**Records to use:**
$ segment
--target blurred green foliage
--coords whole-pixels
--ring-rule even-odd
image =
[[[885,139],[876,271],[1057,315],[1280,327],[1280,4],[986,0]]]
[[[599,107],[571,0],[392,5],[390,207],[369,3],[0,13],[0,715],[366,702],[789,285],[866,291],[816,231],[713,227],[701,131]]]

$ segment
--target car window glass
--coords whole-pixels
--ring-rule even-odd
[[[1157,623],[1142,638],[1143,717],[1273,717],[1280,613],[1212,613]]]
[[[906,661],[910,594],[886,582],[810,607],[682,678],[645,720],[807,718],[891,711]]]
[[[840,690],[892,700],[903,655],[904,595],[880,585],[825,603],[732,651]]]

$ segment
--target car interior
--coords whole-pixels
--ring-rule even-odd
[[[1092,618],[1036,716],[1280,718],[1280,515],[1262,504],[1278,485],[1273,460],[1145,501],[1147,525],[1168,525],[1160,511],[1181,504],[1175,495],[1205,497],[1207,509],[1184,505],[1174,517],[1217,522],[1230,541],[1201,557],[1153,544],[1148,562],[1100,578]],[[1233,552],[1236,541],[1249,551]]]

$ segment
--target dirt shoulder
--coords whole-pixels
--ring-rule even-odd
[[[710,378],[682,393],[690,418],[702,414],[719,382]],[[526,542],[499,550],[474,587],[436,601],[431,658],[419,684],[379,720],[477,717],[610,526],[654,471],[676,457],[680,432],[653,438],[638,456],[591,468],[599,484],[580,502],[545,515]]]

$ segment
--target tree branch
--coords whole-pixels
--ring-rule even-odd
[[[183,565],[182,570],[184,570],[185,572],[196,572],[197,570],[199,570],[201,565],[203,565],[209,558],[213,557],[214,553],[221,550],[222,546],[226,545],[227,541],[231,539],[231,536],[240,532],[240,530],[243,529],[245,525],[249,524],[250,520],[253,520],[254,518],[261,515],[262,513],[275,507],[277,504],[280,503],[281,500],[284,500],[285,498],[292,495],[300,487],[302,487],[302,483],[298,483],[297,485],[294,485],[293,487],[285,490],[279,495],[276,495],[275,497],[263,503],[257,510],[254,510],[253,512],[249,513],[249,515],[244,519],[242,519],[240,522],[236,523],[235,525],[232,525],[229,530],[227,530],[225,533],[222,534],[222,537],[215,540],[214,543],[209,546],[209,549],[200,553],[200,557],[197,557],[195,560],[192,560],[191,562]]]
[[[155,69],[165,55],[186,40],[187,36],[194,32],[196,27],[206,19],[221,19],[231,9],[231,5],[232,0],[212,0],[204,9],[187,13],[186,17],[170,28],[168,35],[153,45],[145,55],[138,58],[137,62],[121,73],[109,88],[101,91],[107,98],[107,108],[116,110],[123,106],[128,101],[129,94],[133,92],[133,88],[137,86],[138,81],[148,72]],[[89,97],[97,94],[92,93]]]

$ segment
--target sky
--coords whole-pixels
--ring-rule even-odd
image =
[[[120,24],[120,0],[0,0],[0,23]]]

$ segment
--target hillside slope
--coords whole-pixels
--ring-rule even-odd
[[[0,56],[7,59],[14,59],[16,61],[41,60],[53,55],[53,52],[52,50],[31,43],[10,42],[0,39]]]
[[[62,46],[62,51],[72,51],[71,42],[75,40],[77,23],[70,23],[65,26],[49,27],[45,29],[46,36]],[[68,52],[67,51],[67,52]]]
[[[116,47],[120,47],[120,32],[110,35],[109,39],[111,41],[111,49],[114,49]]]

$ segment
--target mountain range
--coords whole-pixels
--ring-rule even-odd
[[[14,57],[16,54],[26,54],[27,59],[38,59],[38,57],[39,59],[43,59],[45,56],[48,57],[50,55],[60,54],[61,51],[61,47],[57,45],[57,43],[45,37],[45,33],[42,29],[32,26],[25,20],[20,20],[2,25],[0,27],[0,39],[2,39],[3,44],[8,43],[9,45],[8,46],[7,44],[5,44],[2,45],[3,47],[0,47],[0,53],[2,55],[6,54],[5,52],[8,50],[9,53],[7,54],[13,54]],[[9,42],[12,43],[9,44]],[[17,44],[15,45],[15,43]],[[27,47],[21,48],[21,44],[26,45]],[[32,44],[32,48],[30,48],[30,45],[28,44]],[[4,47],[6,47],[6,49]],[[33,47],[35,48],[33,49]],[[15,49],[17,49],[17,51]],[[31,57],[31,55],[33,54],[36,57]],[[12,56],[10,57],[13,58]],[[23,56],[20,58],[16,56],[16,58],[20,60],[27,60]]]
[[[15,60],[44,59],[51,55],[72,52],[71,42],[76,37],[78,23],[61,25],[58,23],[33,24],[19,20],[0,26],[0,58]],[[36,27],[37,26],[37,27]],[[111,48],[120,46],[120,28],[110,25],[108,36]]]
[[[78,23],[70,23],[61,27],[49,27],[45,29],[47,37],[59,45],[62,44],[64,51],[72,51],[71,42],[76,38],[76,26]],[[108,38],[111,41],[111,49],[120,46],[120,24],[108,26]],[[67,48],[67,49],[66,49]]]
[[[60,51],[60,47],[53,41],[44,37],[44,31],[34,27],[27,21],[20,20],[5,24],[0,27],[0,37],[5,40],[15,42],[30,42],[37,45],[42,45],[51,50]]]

**To do:** Copy each line from the data that features the string "target".

**Written answer:**
--target blurred green foliage
--target car window glass
--target car interior
--target dirt shoulder
--target tree branch
--target sky
--target hillside slope
--target mountain range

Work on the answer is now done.